◆ **Exercise**
Present the lines below as a Markdown table with two columns, Row and Line, numbering each row and skipping any blank lines. Leave the pictures out.

(Location identification entries)
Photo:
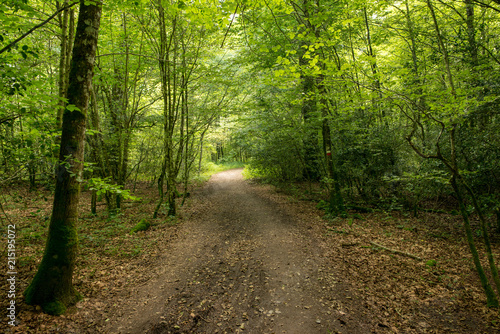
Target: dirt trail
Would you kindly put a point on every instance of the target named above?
(243, 264)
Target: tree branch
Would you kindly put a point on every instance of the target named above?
(23, 36)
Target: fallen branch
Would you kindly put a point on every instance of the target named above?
(397, 251)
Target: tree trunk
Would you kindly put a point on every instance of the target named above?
(52, 287)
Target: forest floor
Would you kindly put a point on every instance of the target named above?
(245, 258)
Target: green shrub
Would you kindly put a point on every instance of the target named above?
(143, 225)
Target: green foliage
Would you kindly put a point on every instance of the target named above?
(102, 186)
(142, 225)
(431, 263)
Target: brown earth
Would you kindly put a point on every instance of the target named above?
(243, 263)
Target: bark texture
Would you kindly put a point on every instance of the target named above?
(52, 286)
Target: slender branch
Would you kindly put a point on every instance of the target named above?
(26, 34)
(230, 24)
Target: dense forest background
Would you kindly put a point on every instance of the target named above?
(372, 105)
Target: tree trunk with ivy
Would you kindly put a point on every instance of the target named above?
(52, 287)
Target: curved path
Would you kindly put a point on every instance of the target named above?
(244, 263)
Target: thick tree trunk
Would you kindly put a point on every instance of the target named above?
(52, 286)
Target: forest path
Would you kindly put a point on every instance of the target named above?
(244, 263)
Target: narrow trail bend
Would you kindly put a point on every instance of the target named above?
(244, 263)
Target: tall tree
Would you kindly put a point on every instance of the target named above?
(52, 286)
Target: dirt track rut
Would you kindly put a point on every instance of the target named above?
(242, 264)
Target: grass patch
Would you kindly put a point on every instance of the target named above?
(211, 168)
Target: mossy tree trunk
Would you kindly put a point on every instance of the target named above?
(52, 286)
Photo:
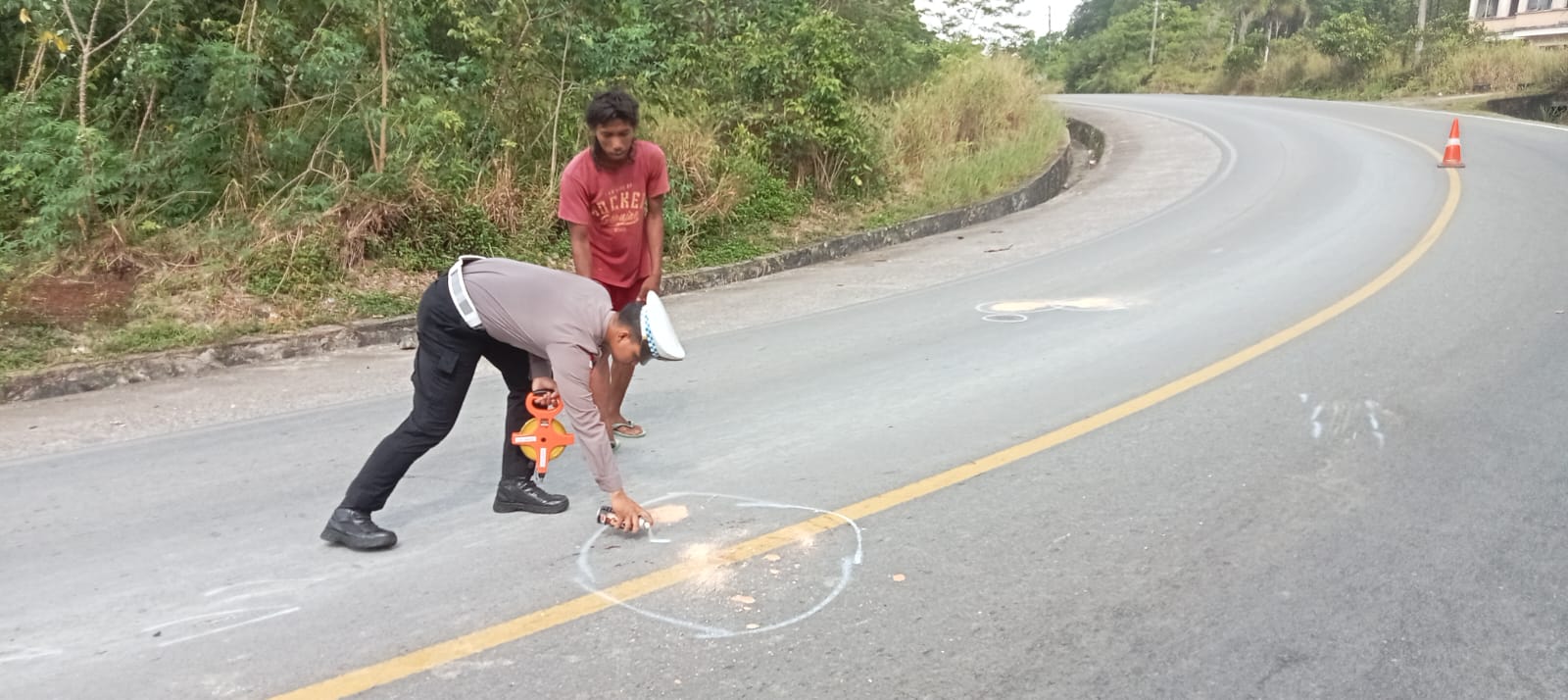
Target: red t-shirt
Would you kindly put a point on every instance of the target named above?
(613, 204)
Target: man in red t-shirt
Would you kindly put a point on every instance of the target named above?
(612, 201)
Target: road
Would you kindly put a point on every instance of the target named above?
(1267, 407)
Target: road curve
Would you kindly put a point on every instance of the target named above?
(1147, 503)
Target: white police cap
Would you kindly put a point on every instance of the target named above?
(659, 333)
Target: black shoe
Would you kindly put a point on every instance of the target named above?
(353, 529)
(524, 495)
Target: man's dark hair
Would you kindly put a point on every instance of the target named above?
(606, 107)
(611, 106)
(632, 318)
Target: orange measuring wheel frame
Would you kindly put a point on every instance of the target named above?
(543, 438)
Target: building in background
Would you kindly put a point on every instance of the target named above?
(1539, 23)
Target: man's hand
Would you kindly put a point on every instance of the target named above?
(627, 512)
(651, 284)
(551, 397)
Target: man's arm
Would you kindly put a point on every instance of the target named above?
(582, 253)
(655, 227)
(571, 366)
(572, 209)
(540, 368)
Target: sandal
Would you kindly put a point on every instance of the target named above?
(627, 425)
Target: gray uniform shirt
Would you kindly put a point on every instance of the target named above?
(559, 319)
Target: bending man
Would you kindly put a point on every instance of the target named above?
(543, 329)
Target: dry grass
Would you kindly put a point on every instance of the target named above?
(982, 127)
(1502, 67)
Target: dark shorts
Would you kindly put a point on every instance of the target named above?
(623, 295)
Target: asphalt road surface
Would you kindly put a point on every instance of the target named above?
(1269, 405)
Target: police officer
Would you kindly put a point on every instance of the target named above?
(543, 329)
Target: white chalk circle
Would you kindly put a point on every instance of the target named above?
(1016, 311)
(846, 569)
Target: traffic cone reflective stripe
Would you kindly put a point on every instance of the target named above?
(1450, 154)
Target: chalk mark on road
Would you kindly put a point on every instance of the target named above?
(708, 631)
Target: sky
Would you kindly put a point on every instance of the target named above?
(1034, 13)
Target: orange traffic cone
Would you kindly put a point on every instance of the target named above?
(1450, 156)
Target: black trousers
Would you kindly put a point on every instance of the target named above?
(444, 363)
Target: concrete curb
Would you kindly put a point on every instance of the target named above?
(74, 378)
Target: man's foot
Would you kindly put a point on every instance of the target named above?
(524, 495)
(353, 529)
(627, 428)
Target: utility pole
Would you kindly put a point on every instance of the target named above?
(1421, 25)
(1156, 28)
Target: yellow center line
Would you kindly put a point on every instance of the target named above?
(431, 656)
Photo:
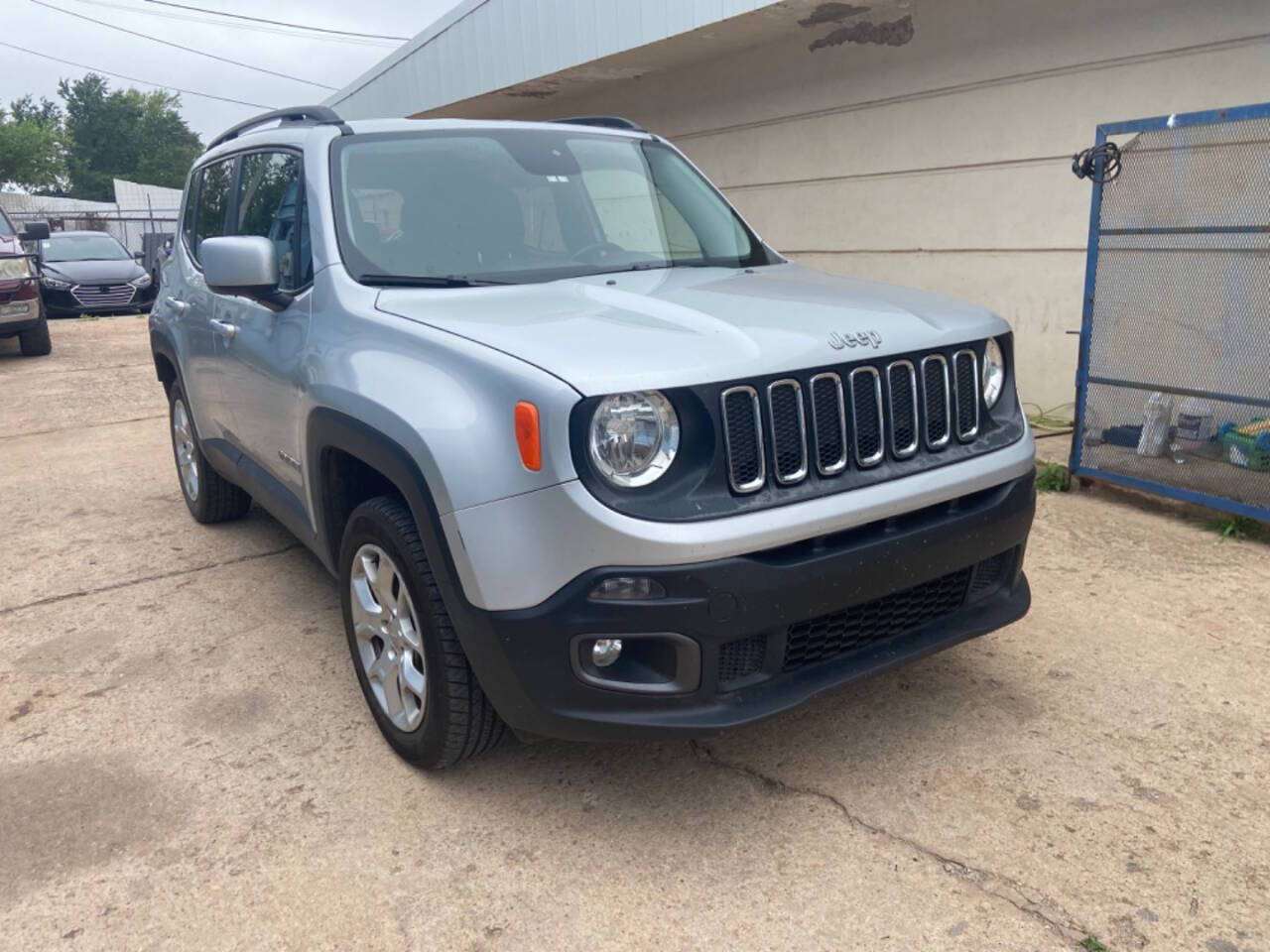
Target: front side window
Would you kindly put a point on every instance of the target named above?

◆ **Task output**
| Row | Line |
|---|---|
| 1 | Photo: |
| 2 | Target: dirt trail |
| 3 | Would you kindly put a point on every instance of the target named above? |
| 4 | (243, 264) |
| 5 | Target: tree branch |
| 6 | Would you kindly put a point on every instance of the target named above? |
| 7 | (23, 36) |
| 8 | Target: fallen branch |
| 9 | Would you kindly put a point on every instance of the target named above? |
| 10 | (397, 251) |
| 11 | Target: tree trunk |
| 12 | Would you kindly put a point on every instance of the target named above? |
| 13 | (52, 287) |
| 14 | Target: forest floor |
| 15 | Would you kindly put a point on every instance of the target named above? |
| 16 | (245, 258) |
| 17 | Target: green shrub |
| 18 | Would you kindly put a point on every instance of the target named above? |
| 19 | (143, 225) |
| 20 | Target: green foliage |
| 21 | Would you kindly put a point on every instance of the target named above? |
| 22 | (102, 186) |
| 23 | (142, 225) |
| 24 | (431, 263) |
| 25 | Target: brown earth |
| 26 | Would you kindly put a point on every instance of the target named above? |
| 27 | (243, 263) |
| 28 | Target: bark texture |
| 29 | Would you kindly put a point on every instance of the target named above? |
| 30 | (52, 286) |
| 31 | Target: slender branch |
| 32 | Would you kindly put a point on every instance of the target named above? |
| 33 | (26, 34) |
| 34 | (230, 24) |
| 35 | Target: dense forest background |
| 36 | Would you kindly put a point on every instance of the target named above? |
| 37 | (372, 105) |
| 38 | Target: tree trunk with ivy |
| 39 | Would you kindly put a point on every instance of the target named above? |
| 40 | (52, 287) |
| 41 | Target: curved path |
| 42 | Would you kindly put a point on every instance of the target named above? |
| 43 | (244, 263) |
| 44 | Target: thick tree trunk |
| 45 | Would you kindly put a point on every instance of the target named above? |
| 46 | (52, 286) |
| 47 | Target: forest path |
| 48 | Would you kindly put a point on every instance of the target named above? |
| 49 | (244, 263) |
| 50 | Target: narrow trail bend |
| 51 | Would you kindly put a point on every instance of the target named above? |
| 52 | (244, 263) |
| 53 | Target: tall tree |
| 54 | Would you kindly put a point on every instance of the target named above? |
| 55 | (52, 286) |
| 56 | Target: dirt track rut |
| 57 | Would you kindly put a point on every instance of the target named above? |
| 58 | (242, 264) |
| 59 | Target: grass patch |
| 60 | Would you kindly put a point on every instance of the target named above? |
| 61 | (211, 168) |
| 62 | Target: mossy tree trunk |
| 63 | Would you kindly put a point on every instance of the target named above? |
| 64 | (52, 286) |
| 65 | Photo: |
| 66 | Target: red t-shirt |
| 67 | Would you kindly put a point on every instance of the target named above? |
| 68 | (613, 204) |
| 69 | Target: man in red t-shirt |
| 70 | Would you kindly put a point on every instance of the target named above? |
| 71 | (612, 201) |
| 72 | Target: road |
| 73 | Would you kindly put a point on every instance of the target named above? |
| 74 | (1267, 407) |
| 75 | Target: road curve |
| 76 | Would you kindly put a point on every instance of the target named above? |
| 77 | (1147, 503) |
| 78 | Target: white police cap |
| 79 | Would you kindly put a point on every instance of the target named above? |
| 80 | (659, 333) |
| 81 | Target: black shoe |
| 82 | Would you kindly put a point on every instance of the target named above? |
| 83 | (353, 529) |
| 84 | (524, 495) |
| 85 | Target: man's dark hair |
| 86 | Would you kindly put a point on every instance of the target named above? |
| 87 | (606, 107) |
| 88 | (611, 106) |
| 89 | (632, 318) |
| 90 | Target: orange measuring wheel frame |
| 91 | Would you kindly put a point on every instance of the target named above? |
| 92 | (543, 438) |
| 93 | Target: building in background |
| 94 | Would you kindly put a point on every instance of the target named above? |
| 95 | (1539, 23) |
| 96 | Target: man's hand |
| 97 | Would you kindly put a point on every instance of the target named above? |
| 98 | (627, 512) |
| 99 | (651, 284) |
| 100 | (551, 397) |
| 101 | Target: man's arm |
| 102 | Would you kindly put a point on every instance of the target named above? |
| 103 | (582, 253) |
| 104 | (655, 227) |
| 105 | (571, 366) |
| 106 | (572, 209) |
| 107 | (540, 368) |
| 108 | Target: sandal |
| 109 | Would you kindly put a point on every instance of the target named above? |
| 110 | (627, 425) |
| 111 | Target: gray uniform shirt |
| 112 | Would you kindly put a point on every instance of the target named above? |
| 113 | (559, 319) |
| 114 | Target: bending man |
| 115 | Would you kindly put a point on every instance of the target named above? |
| 116 | (543, 329) |
| 117 | Target: dry grass |
| 118 | Would you kindly put a point on every instance of the target named above? |
| 119 | (982, 127) |
| 120 | (1502, 67) |
| 121 | Target: dark shorts |
| 122 | Would you kindly put a point on every instance of the target named above? |
| 123 | (623, 295) |
| 124 | Target: asphalt road surface |
| 125 | Would you kindly put a point on every instance of the target named above? |
| 126 | (1269, 405) |
| 127 | Target: police officer |
| 128 | Would you kindly put a point on every instance of the target named above? |
| 129 | (543, 329) |
| 130 | Target: white chalk circle |
| 131 | Would you kindly put a point on every instance of the target named above? |
| 132 | (1016, 311) |
| 133 | (846, 569) |
| 134 | Target: traffic cone reflective stripe |
| 135 | Would you kindly put a point on every instance of the target named above? |
| 136 | (1450, 154) |
| 137 | Target: chalk mark on road |
| 138 | Would you kindly put a point on every instance of the target named above? |
| 139 | (708, 631) |
| 140 | Target: sky |
| 141 | Would you kindly put a point on every instance of the target named above? |
| 142 | (1034, 13) |
| 143 | Target: orange traffic cone |
| 144 | Would you kindly put a point on every instance of the target named above? |
| 145 | (1450, 156) |
| 146 | Target: black trousers |
| 147 | Would you kindly put a point on every instance of the target named above? |
| 148 | (444, 363) |
| 149 | Target: concrete curb |
| 150 | Would you kindly put a point on every instance of the target named above? |
| 151 | (74, 378) |
| 152 | Target: man's foot |
| 153 | Would you kindly put a point on every instance of the target named above? |
| 154 | (524, 495) |
| 155 | (353, 529) |
| 156 | (627, 428) |
| 157 | Target: utility pole |
| 158 | Would you kindly put a point on every instance of the target named above? |
| 159 | (1421, 25) |
| 160 | (1156, 28) |
| 161 | Target: yellow center line |
| 162 | Would you kindly put a point on every instance of the target named above? |
| 163 | (431, 656) |
| 164 | Photo: |
| 165 | Target: front side window |
| 166 | Would you kindly put a point on every instance of the target named above? |